# One night stands/rape fantasy/cheating



## Tryingtobreath (Jan 2, 2013)

Upon getting to know exwife, she talk about having rape fantasies. She also talked about her past 
one night stands. One ONS she talked about was where she didn't want sex, but the guy "kinda just made me".

I recently divorced her due to discovering a 2 year long affair with a married man who lived 1000 miles away. Coworker at another plant. 

My question is this: Are there any other men who have wives with a history one night stands and a professed rape fantasy?

I'm starting to think there is a correlation between rape fantasy and one night stands.


----------



## EleGirl (Dec 3, 2011)

Not a guy here. But no I don't think there is a correlation. That is your wife's thing.


----------



## Terry_CO (Oct 23, 2012)

I don't think there is a correlation. I think your ex is disturbed and has issues ...one of which is fidelity. The rape fantasies of hers may be her subconscious acting on what little conscience she has and taking the form of a destructive act against her. I'm no shrink, but maybe she fantasizes this way to punish herself. 

FWIW


----------



## Tryingtobreath (Jan 2, 2013)

Here's the way I see it: She gets herself into a makeout type thing, and bc of the fantasy she doesn't say no to sex. The one night stand occurs.

I noticed that sometimes during sex with us, she would softly yelled "noooo!" during sex. Real softly.. almost as if she was recreating in her mind I was raping her, but she didn't want me to hear it. The sex was always pretty normal.

So, I guess I think perhaps there is a link with SOME women who like one night stands and rape fantasy.


----------



## PHTlump (Jun 2, 2010)

Rape fantasies are fairly common for women. A recent study found that 62% of female undergraduate students had rape fantasies. 14% of women reported a rape fantasy at least once a week. Of those women, only 9% categorized the fantasy as completely aversive. 46% were both erotic and aversive and 45% were completely erotic.

What isn't proven is the connection between rape fantasy and infidelity, or specifically one-night stands. It's certainly plausible that your wife wanted to act out her fantasy of rape by putting herself in situations where rape was possible. But I don't know that the fantasy itself had any causative effect on her being unfaithful. Many women who have the fantasies just want their husbands to role play with them. And many women don't want to act out their fantasies at all.


----------



## JCD (Sep 2, 2012)

Point 1 Women want sex.

Point 2 Women have been taught since girlhood to say 'no' to sex. Smarter parents tell the to say no until they meet a guy to whom they want to say yes.

Some girls probably sublimate that to mean they should say no...until someone 'makes them' (and they gleefully look for someone to make them because see point 1) See, they are good girls! They are saying 'no'! They can't help it if that tall dark stranger comes up behind her, grabs her upper arms, presses himself against her and starts whispering forbidden things in her ear...

● ● ● ● ●

• _Parts of the exercise_:
A. List each distinct username that posts in the forum thread.
B. Write out everything from "My question is" down to "(Dec 3, 2011)" in the forum thread, and switch "one night stands" to "affairs" wherever it appears.

● ● ● ● ●

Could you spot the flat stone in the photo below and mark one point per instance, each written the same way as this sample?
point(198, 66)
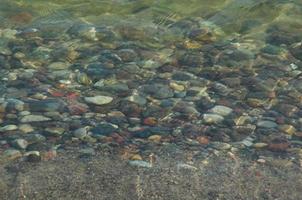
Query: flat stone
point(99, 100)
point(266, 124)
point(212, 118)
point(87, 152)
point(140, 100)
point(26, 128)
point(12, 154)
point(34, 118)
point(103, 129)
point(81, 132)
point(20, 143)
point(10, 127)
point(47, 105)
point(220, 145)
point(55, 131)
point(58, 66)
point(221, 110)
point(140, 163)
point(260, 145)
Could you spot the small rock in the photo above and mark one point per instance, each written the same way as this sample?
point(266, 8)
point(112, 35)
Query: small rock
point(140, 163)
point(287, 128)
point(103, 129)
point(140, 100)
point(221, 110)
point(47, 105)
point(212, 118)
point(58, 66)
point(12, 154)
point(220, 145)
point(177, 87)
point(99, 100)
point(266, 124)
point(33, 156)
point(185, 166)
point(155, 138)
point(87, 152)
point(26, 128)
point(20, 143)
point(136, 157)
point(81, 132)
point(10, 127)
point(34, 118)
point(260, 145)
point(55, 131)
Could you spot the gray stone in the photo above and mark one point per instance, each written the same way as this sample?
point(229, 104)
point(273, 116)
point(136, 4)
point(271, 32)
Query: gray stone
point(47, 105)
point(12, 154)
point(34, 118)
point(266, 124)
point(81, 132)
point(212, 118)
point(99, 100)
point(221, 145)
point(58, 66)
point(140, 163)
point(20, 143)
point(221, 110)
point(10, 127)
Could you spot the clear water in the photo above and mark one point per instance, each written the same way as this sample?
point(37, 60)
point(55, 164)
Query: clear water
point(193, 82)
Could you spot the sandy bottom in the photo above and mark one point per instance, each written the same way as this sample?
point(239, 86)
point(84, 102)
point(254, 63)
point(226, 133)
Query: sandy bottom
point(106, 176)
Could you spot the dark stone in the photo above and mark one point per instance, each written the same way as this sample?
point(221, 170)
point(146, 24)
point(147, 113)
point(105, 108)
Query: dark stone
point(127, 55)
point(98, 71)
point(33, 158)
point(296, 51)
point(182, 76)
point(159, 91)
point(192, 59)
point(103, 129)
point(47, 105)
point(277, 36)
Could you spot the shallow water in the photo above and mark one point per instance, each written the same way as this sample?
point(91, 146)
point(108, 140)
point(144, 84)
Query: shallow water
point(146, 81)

● ● ● ● ●

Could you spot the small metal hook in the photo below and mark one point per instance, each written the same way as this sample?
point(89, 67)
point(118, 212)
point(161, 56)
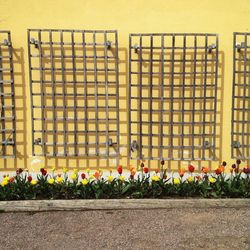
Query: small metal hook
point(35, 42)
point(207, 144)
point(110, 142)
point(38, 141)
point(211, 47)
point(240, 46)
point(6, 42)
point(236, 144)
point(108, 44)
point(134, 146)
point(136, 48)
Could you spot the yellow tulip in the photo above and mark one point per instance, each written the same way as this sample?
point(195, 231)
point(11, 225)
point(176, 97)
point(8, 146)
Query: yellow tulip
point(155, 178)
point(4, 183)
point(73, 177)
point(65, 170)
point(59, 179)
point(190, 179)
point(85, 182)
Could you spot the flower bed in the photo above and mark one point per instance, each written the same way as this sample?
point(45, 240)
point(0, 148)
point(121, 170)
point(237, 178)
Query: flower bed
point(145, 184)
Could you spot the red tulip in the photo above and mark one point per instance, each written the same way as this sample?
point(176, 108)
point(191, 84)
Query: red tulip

● ● ● ● ●

• _Complete answers_:
A. Tryingtobreath, EleGirl, Terry_CO, PHTlump, JCD

B.
My question is this: Are there any other men who have wives with a history affairs and a professed rape fantasy?

I'm starting to think there is a correlation between rape fantasy and affairs.


----------



## EleGirl (Dec 3, 2011)